__What needs to be done__: In the Spark Dockerfile below, to which directory is the Spark configuration moved so that a different configuration can be provided?

FROM debian:jessie

# Install needed OS packages.
RUN    apt-get update \
    && apt-get install -y less openjdk-7-jre-headless python wget \
    && rm -rf /var/lib/apt/lists/*

# We want ch-ssh
RUN touch /usr/bin/ch-ssh

# Download and install Spark.
#
# We're staying on Spark 2.0 because 2.1.0 introduces Hive for metadata
# handling somehow [1]. Data for this goes in $CWD by default, which is / and
# not writeable in Charliecloud containers. So you get thousands of lines of
# stack trace from pyspark. Workarounds exist, including cd to /tmp first or
# configure hive-site.xml [2], but I'm not willing to put up with that crap
# for demo purposes. Maybe it will be fixed in a 2.1 point release.
#
# [1]: http://spark.apache.org/docs/latest/sql-programming-guide.html#upgrading-from-spark-sql-20-to-21
# [2]: https://community.cloudera.com/t5/Advanced-Analytics-Apache-Spark/Spark-displays-SQLException-when-Hive-not-installed/td-p/37954
ENV URLPATH http://d3kbcqa49mib13.cloudfront.net
ENV DIR spark-2.0.2-bin-hadoop2.7
ENV TAR $DIR.tgz
RUN wget -nv $URLPATH/$TAR
RUN tar xf $TAR && mv $DIR spark && rm $TAR

# Very basic default configuration, to make it run and not do anything stupid.
RUN printf '\
SPARK_LOCAL_IP=127.0.0.1\n\
SPARK_LOCAL_DIRS=/tmp\n\
SPARK_LOG_DIR=/tmp\n\
SPARK_WORKER_DIR=/tmp\n\
' > /spark/conf/spark-env.sh

# Move config to /mnt/0 so we can provide a different config if we want
RUN    mv /spark/conf /mnt/0 \
    && ln -s /mnt/0 /spark/conf

__Dataset content__:

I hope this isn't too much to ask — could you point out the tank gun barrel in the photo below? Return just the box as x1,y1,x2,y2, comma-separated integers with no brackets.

__Response to the task__: /mnt/0